-- START --

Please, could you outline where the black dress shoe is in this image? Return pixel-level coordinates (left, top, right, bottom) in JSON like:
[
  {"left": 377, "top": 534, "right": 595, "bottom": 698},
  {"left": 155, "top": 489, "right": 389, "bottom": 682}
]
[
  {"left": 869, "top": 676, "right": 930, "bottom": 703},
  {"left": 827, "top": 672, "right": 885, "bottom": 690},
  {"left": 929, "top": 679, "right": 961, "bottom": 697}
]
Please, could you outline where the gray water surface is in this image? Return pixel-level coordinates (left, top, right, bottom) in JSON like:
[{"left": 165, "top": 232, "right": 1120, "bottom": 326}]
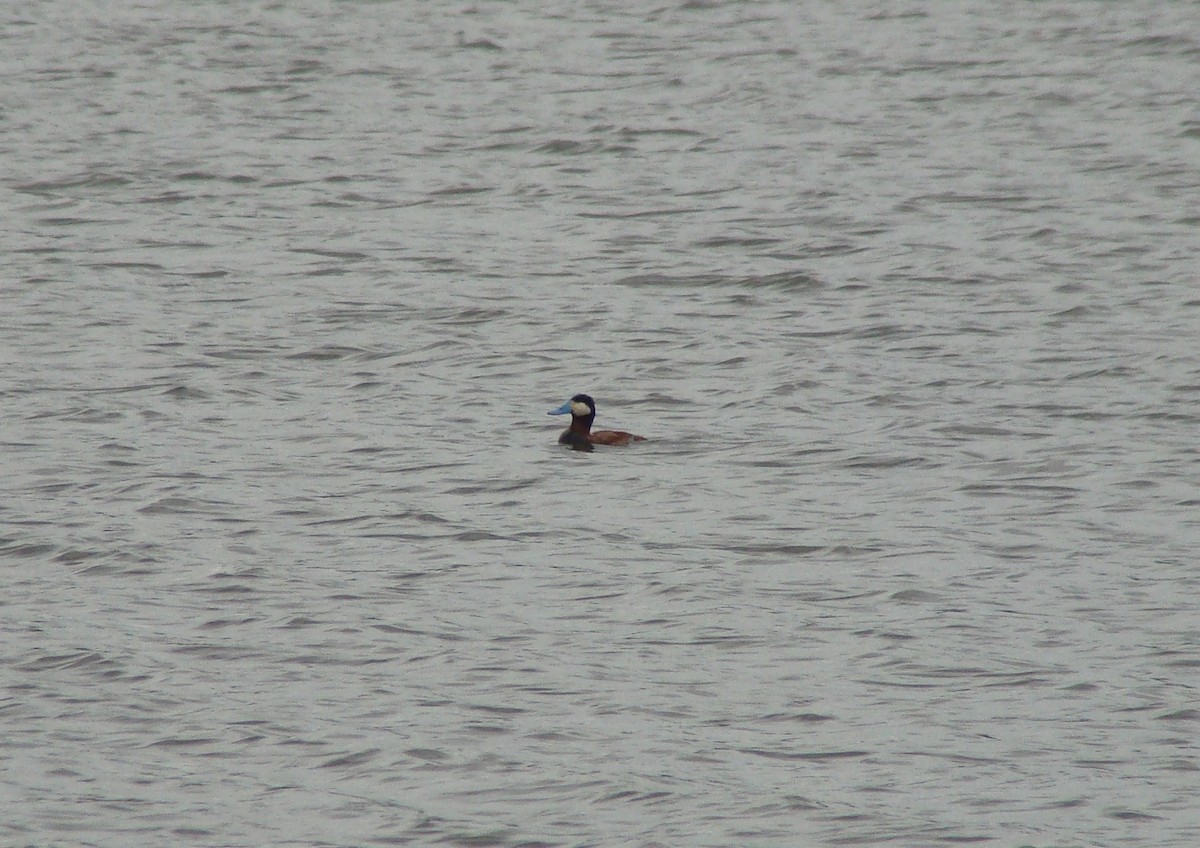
[{"left": 0, "top": 0, "right": 1200, "bottom": 848}]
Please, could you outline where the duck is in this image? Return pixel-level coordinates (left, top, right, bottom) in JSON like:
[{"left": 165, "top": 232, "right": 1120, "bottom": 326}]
[{"left": 546, "top": 395, "right": 646, "bottom": 451}]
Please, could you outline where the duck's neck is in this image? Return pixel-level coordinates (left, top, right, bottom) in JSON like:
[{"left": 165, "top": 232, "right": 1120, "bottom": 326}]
[{"left": 571, "top": 413, "right": 596, "bottom": 435}]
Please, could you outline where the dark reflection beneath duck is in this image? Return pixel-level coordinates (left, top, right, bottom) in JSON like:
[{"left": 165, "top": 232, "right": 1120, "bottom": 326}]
[{"left": 547, "top": 395, "right": 646, "bottom": 451}]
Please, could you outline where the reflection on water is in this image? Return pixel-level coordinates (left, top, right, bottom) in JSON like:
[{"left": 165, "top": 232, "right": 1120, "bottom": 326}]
[{"left": 0, "top": 2, "right": 1200, "bottom": 848}]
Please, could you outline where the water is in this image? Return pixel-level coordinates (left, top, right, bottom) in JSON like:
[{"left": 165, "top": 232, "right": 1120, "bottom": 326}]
[{"left": 0, "top": 0, "right": 1200, "bottom": 848}]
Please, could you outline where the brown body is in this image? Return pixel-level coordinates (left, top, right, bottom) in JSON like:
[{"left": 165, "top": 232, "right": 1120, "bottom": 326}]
[{"left": 551, "top": 395, "right": 646, "bottom": 451}]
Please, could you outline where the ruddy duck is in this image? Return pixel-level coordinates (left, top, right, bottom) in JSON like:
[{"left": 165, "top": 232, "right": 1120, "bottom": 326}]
[{"left": 547, "top": 395, "right": 646, "bottom": 451}]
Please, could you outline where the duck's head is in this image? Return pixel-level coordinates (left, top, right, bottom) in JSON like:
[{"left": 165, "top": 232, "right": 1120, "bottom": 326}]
[{"left": 546, "top": 395, "right": 596, "bottom": 419}]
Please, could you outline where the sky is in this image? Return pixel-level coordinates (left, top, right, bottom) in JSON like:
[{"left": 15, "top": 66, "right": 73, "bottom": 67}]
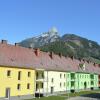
[{"left": 0, "top": 0, "right": 100, "bottom": 44}]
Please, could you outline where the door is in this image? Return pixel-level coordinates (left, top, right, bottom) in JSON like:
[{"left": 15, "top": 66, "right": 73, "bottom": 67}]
[
  {"left": 5, "top": 88, "right": 10, "bottom": 100},
  {"left": 51, "top": 87, "right": 54, "bottom": 94}
]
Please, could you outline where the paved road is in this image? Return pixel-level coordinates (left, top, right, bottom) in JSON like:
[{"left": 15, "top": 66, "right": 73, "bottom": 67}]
[{"left": 68, "top": 93, "right": 100, "bottom": 100}]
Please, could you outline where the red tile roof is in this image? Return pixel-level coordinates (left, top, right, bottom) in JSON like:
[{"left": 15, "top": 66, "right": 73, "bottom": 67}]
[{"left": 0, "top": 43, "right": 100, "bottom": 74}]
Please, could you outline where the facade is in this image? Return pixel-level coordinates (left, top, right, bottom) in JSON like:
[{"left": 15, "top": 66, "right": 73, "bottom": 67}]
[
  {"left": 0, "top": 66, "right": 35, "bottom": 100},
  {"left": 0, "top": 40, "right": 100, "bottom": 100}
]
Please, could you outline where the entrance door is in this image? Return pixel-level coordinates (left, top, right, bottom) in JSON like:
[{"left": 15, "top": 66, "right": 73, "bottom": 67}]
[
  {"left": 5, "top": 88, "right": 10, "bottom": 100},
  {"left": 51, "top": 87, "right": 54, "bottom": 94}
]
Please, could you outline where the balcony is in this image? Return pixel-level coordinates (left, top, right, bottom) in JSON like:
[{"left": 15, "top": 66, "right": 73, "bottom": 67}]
[{"left": 71, "top": 73, "right": 75, "bottom": 81}]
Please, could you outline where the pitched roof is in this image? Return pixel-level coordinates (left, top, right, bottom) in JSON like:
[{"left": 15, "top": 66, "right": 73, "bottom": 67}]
[{"left": 0, "top": 43, "right": 100, "bottom": 74}]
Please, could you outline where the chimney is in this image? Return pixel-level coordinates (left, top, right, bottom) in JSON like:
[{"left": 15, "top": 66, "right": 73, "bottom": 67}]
[
  {"left": 49, "top": 52, "right": 53, "bottom": 59},
  {"left": 59, "top": 53, "right": 62, "bottom": 58},
  {"left": 34, "top": 48, "right": 40, "bottom": 56},
  {"left": 1, "top": 40, "right": 7, "bottom": 44},
  {"left": 15, "top": 43, "right": 19, "bottom": 46}
]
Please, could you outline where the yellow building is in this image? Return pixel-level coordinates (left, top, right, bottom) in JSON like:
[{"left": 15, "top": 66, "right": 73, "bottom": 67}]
[{"left": 0, "top": 40, "right": 35, "bottom": 100}]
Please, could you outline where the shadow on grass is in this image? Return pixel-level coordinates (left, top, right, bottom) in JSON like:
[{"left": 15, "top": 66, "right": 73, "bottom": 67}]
[{"left": 80, "top": 93, "right": 100, "bottom": 100}]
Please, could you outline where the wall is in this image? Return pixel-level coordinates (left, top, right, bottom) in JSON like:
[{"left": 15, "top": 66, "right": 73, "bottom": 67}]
[{"left": 0, "top": 67, "right": 35, "bottom": 97}]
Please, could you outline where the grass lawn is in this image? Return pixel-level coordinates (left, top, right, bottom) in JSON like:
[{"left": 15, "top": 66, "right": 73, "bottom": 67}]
[{"left": 25, "top": 90, "right": 100, "bottom": 100}]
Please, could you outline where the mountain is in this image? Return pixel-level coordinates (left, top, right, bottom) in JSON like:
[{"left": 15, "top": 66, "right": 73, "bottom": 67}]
[
  {"left": 19, "top": 27, "right": 60, "bottom": 48},
  {"left": 19, "top": 28, "right": 100, "bottom": 63}
]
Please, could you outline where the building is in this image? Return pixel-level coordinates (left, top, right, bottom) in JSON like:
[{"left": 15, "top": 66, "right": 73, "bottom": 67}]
[{"left": 0, "top": 40, "right": 100, "bottom": 100}]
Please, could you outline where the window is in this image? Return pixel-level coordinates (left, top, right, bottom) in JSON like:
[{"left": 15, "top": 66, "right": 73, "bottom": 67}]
[
  {"left": 7, "top": 70, "right": 11, "bottom": 76},
  {"left": 28, "top": 72, "right": 31, "bottom": 77},
  {"left": 18, "top": 71, "right": 21, "bottom": 80},
  {"left": 41, "top": 83, "right": 43, "bottom": 88},
  {"left": 64, "top": 74, "right": 66, "bottom": 78},
  {"left": 51, "top": 78, "right": 54, "bottom": 83},
  {"left": 27, "top": 83, "right": 30, "bottom": 89},
  {"left": 17, "top": 84, "right": 21, "bottom": 90},
  {"left": 60, "top": 74, "right": 62, "bottom": 78},
  {"left": 60, "top": 82, "right": 61, "bottom": 87},
  {"left": 64, "top": 82, "right": 65, "bottom": 87}
]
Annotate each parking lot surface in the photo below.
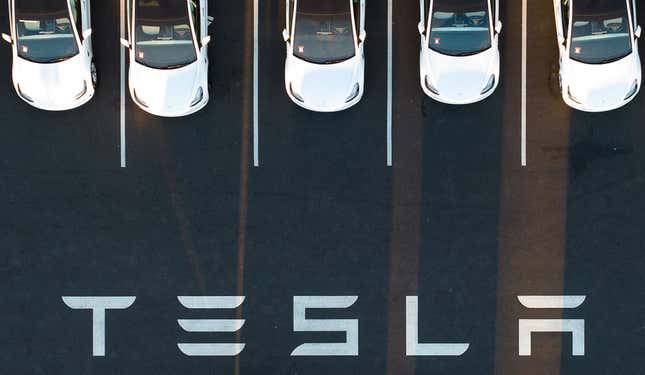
[0,0,645,375]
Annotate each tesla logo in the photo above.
[177,296,244,357]
[62,296,585,357]
[517,296,586,356]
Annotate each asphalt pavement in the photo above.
[0,0,645,375]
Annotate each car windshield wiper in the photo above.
[45,56,70,64]
[598,53,629,64]
[165,64,188,69]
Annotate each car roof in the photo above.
[573,0,627,15]
[297,0,350,14]
[15,0,67,14]
[135,0,188,20]
[433,0,488,13]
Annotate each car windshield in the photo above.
[570,0,632,64]
[15,0,79,63]
[428,0,491,56]
[134,0,197,69]
[293,0,356,64]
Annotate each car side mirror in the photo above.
[358,30,367,43]
[495,20,502,34]
[417,21,426,36]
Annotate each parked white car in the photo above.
[553,0,641,112]
[2,0,97,111]
[282,0,366,112]
[121,0,210,117]
[418,0,502,104]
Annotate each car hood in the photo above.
[428,48,499,101]
[130,61,199,113]
[563,54,640,108]
[287,57,360,108]
[13,55,89,107]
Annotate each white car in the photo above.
[2,0,97,111]
[282,0,366,112]
[121,0,210,117]
[553,0,641,112]
[418,0,502,104]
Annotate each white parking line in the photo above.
[387,0,393,167]
[253,0,260,167]
[119,0,126,168]
[522,0,528,167]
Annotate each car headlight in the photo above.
[75,81,87,100]
[567,86,582,104]
[425,76,439,95]
[190,87,204,107]
[481,74,495,95]
[133,90,148,108]
[18,85,34,103]
[625,80,638,100]
[345,83,361,103]
[289,83,305,103]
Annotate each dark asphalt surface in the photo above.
[0,0,645,375]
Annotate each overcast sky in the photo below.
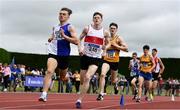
[0,0,180,58]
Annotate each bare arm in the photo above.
[48,27,54,42]
[112,37,128,52]
[128,60,132,70]
[60,25,78,45]
[158,58,165,74]
[78,27,88,56]
[103,30,111,50]
[149,57,156,72]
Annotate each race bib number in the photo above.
[107,50,115,58]
[142,62,148,67]
[88,44,100,53]
[55,31,63,40]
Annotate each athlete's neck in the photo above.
[60,21,67,26]
[92,24,102,30]
[111,33,116,38]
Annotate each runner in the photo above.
[152,48,165,96]
[76,12,109,108]
[97,23,128,100]
[129,52,139,100]
[136,45,155,102]
[39,8,78,102]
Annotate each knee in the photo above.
[131,81,135,86]
[100,74,105,78]
[84,74,91,82]
[111,79,117,84]
[47,69,53,74]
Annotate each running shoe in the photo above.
[145,96,148,101]
[76,101,81,109]
[39,93,47,102]
[136,98,141,103]
[96,94,104,101]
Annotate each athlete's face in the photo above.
[132,55,137,59]
[143,49,149,55]
[152,50,157,56]
[59,10,70,22]
[109,26,117,35]
[93,15,102,25]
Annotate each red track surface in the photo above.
[0,93,180,109]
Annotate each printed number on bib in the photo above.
[88,44,100,53]
[107,50,115,58]
[55,31,63,40]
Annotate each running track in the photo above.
[0,92,180,110]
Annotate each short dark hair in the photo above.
[132,52,137,56]
[109,23,118,28]
[93,12,103,18]
[152,48,157,52]
[143,45,150,50]
[61,7,72,15]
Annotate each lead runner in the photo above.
[76,12,109,108]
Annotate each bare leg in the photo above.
[152,80,158,95]
[138,76,144,98]
[99,63,110,94]
[78,65,98,101]
[131,78,137,95]
[43,58,57,92]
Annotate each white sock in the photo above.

-- END --

■ INSTRUCTIONS TO FOLLOW:
Render the lines above, from the line containing "Annotate each running track" through the end of the records, inclusive, as a JSON list of strings with one string per line. Leave out any blank lines.

■ RESPONSE TO THIS EXERCISE:
[
  "Annotate each running track in the photo above.",
  "[0,92,180,110]",
  "Annotate each short dark hair in the photo above.",
  "[132,52,137,56]",
  "[109,23,118,28]",
  "[93,12,103,18]",
  "[152,48,157,52]",
  "[143,45,150,50]",
  "[61,7,72,15]",
  "Annotate each lead runner in the photo above.",
  "[76,12,109,108]",
  "Annotate each bare leg in the photo above.",
  "[152,80,158,95]",
  "[138,76,144,98]",
  "[99,63,110,94]",
  "[78,65,98,101]",
  "[131,78,137,95]",
  "[43,58,57,92]",
  "Annotate each white sock in the photo above."
]